Data for this exercise:
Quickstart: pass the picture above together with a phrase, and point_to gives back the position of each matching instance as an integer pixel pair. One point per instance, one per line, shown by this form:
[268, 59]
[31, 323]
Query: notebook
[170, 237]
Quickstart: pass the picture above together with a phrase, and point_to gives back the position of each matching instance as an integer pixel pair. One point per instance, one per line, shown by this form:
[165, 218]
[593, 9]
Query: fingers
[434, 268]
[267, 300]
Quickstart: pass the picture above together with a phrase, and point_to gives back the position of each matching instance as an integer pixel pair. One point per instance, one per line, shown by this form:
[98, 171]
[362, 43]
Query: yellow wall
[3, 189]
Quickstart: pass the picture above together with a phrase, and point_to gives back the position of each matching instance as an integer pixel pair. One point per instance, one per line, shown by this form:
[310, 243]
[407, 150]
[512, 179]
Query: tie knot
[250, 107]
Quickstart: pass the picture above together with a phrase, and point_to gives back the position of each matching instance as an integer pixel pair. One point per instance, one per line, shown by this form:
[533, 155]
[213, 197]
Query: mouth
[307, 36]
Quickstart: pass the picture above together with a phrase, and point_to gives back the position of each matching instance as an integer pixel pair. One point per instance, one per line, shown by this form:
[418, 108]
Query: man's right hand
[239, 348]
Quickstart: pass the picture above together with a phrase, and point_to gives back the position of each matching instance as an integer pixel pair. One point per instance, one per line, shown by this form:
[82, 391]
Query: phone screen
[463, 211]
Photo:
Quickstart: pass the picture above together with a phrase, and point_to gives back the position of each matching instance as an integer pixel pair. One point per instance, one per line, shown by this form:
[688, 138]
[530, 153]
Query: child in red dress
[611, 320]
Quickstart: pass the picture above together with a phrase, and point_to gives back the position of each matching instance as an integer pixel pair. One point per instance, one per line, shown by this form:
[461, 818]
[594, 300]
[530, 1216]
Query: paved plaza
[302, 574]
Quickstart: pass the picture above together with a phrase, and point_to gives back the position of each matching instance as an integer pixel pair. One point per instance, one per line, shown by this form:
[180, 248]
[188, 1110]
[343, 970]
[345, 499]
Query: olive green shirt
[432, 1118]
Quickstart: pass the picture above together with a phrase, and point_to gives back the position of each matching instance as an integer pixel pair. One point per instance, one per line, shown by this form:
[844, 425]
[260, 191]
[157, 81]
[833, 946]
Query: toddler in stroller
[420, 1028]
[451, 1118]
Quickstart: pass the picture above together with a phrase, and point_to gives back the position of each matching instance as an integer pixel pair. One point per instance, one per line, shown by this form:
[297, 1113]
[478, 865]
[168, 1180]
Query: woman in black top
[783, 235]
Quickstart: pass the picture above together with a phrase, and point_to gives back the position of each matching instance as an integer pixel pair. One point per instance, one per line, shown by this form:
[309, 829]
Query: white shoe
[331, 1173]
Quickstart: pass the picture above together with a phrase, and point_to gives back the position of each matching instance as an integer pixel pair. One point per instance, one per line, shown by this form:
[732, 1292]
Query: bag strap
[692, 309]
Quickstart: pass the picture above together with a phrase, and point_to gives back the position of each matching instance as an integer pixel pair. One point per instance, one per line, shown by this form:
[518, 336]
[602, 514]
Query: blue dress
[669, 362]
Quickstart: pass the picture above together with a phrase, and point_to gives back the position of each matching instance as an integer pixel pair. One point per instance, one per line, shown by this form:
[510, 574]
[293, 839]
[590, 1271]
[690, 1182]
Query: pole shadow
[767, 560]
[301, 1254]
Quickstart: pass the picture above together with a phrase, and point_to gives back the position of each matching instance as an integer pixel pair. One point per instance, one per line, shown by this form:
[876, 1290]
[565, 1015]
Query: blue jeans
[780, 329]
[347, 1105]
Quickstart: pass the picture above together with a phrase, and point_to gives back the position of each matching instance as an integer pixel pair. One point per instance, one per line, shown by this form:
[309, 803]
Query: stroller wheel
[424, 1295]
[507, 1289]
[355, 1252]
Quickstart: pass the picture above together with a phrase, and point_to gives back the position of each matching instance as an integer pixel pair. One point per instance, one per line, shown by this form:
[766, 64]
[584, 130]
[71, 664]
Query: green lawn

Short task: Pull out each record as written and restate it exactly.

Result of this exercise:
Quickstart: pass the picture above together with a phrase, and point_to gives back the position of each matching instance as an integer pixel pair. One point per instance, one per line, shown by this form:
[268, 59]
[31, 323]
Query: notebook
[170, 237]
Quickstart: pass the picture above together with a phrase, and point_to gives back the position of each matching instance as an integer pixel pair. One point per instance, one per line, shown by this form:
[165, 218]
[593, 9]
Query: fingers
[434, 268]
[267, 300]
Quickstart: pass the picture above together with a phrase, and point_to gives back the position of each matching instance as an integer pixel pair. One point per instance, one per line, shown by this form:
[98, 171]
[362, 43]
Query: yellow wall
[3, 189]
Quickstart: pass the picture above together with a phrase, and point_to gives back the position of each matching instance as an integer pixel pair. One point per instance, one per line, shown by this form:
[310, 243]
[407, 150]
[512, 179]
Query: tie knot
[250, 107]
Quickstart: pass the picture above together with a phrase, and point_to gives back the position of each matching instance as an integer pixel pair. One point per instance, one per line, shown by this form:
[533, 155]
[213, 197]
Query: mouth
[307, 36]
Quickstart: pass the picture above together with a phrase, and point_to gives back the position of each matching instance as an integer pixel pair. One point per instance, one per line, shown by this form:
[418, 108]
Query: man's right hand
[239, 348]
Quickstart: pass the picture above together with a phrase, and point_to gives back the position of each matching instance as an integer pixel pair. One point per instance, one per line, shown by this form:
[82, 391]
Query: phone screen
[463, 211]
Photo:
Quickstart: pass the picture above together with a phrase, and point_to gives back the position of each matching instance as an integer pixel pair. One point per instance, one per line, shown by this form:
[688, 138]
[530, 153]
Query: child in red dress
[611, 320]
Quickstart: pass the picture above together with a phrase, and point_to gives back the position of each matching instance as an integer pixel pair. One point per instance, one per line, shown by this form:
[461, 818]
[594, 300]
[530, 1216]
Query: paved plaza
[302, 574]
Quickstart: pass the picture above together with a phrase, and point_to gives back the position of each matching instance as an integer pixel pair. One point per instance, one per line, shown by this form:
[180, 248]
[188, 1110]
[343, 970]
[345, 499]
Query: olive green shirt
[432, 1118]
Quickstart: pass the picture above together with a phrase, and point_to gives back the position of each matching instance as an integer pixel pair. One point per instance, one per line, shown by this form:
[844, 425]
[260, 191]
[157, 81]
[833, 946]
Query: toddler in stroller
[420, 1028]
[451, 1118]
Quickstart: pass the picture above together with a phrase, and point_to gives back the position of each matching instance as an integer pixel pair. One point per instance, one per line, shown by this form:
[297, 1113]
[478, 865]
[168, 1180]
Query: woman in black top
[783, 235]
Quickstart: pass the picture above together with a phrase, and point_to gives back the position of each matching instance as an integer pixel pair. One point per instance, one per line, shown by this form:
[309, 829]
Query: white shoe
[331, 1173]
Quickstart: pass the picture above together with a phrase, and point_to gives back the position of each matching instance as an integer pixel pair. One point per instance, one per line, shown by this form:
[732, 1292]
Query: bag strap
[692, 309]
Quickstart: pass the picture above together with a phrase, and point_to gives back the position of each matching instance as an integer pixel pair. One point per instance, one per line, shown by this form:
[518, 336]
[602, 514]
Query: blue dress
[669, 362]
Quickstart: pass the picture above together with a phrase, and point_to gives back the position of each matching instance as an integer pixel pair. One point per instance, one per line, shown by this form:
[510, 574]
[293, 839]
[590, 1271]
[690, 1182]
Query: pole shadow
[767, 560]
[301, 1254]
Quickstart: pass the picture above together with a phrase, and point_to gives back the position of each matching instance as an integer pixel pair. One point per instance, one per line, shown by this form:
[876, 1290]
[565, 1015]
Query: blue jeans
[780, 329]
[347, 1105]
Quickstart: pass the picture above together with a phrase, and point_to gives back the position of each matching instance as an integer pixel pair. One point per instance, one per line, shown by this form:
[309, 803]
Query: stroller wheel
[424, 1295]
[507, 1289]
[355, 1252]
Quickstart: pass the picture above together with a phrase, and point_to gives back the position of each matching instance as an integer pixel pair. One point per instance, one per line, shown by this form:
[766, 64]
[584, 130]
[71, 664]
Query: green lawn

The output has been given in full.